LNG prompt supply tightens as traders try to fill positions

Darren David

17-Dec-2015

The number of LNG cargoes available for prompt delivery is currently tight despite market talk of excess supply, three market sources in East Asia said.

Traders are trying to fill outstanding positions or optimising for January and February deliveries, market sources said.

While warmer-than-average temperatures and higher-than-expected inventories are making winter season demand this year lower than in previous years, there is still some demand from south Asia and the Middle East.

“There are some traders in Asia with short positions; they are having difficulty finding cargoes at the moment,” one source said.

A trader based in Singapore confirmed receiving queries for one to two cargoes for specific delivery dates in January and February. The destination was not disclosed.

“Some market participants have chosen to wait it out and observe the portfolio companies. Their activity may dictate the pricing direction into January,” the trader added.

> _Data provided_:
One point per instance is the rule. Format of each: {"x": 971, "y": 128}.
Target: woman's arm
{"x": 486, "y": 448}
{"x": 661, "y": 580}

==

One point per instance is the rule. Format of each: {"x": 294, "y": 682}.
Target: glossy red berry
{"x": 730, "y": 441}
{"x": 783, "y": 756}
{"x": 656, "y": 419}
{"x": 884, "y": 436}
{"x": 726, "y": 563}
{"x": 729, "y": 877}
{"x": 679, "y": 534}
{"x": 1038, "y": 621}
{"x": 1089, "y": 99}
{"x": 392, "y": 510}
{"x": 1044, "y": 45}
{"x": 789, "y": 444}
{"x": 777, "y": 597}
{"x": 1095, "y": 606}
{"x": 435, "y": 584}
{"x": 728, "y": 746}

> _Stated problem A_:
Answer these questions using the LNG supply report:
(i) How many market sources in East Asia said prompt cargoes are tight?
(ii) Which regions still show some demand?
(iii) In which city is the trader who received cargo queries based?
> _Stated problem B_: Return the passage of the LNG supply report starting at "17-Dec-2015" and ending at "one source said.", copied exactly.
The items are not needed here.

> _Written response A_:
(i) Three.
(ii) South Asia and the Middle East.
(iii) Singapore.

> _Written response B_:
17-Dec-2015

The number of LNG cargoes available for prompt delivery is currently tight despite market talk of excess supply, three market sources in East Asia said.

Traders are trying to fill outstanding positions or optimising for January and February deliveries, market sources said.

While warmer-than-average temperatures and higher-than-expected inventories are making winter season demand this year lower than in previous years, there is still some demand from south Asia and the Middle East.

“There are some traders in Asia with short positions; they are having difficulty finding cargoes at the moment,” one source said.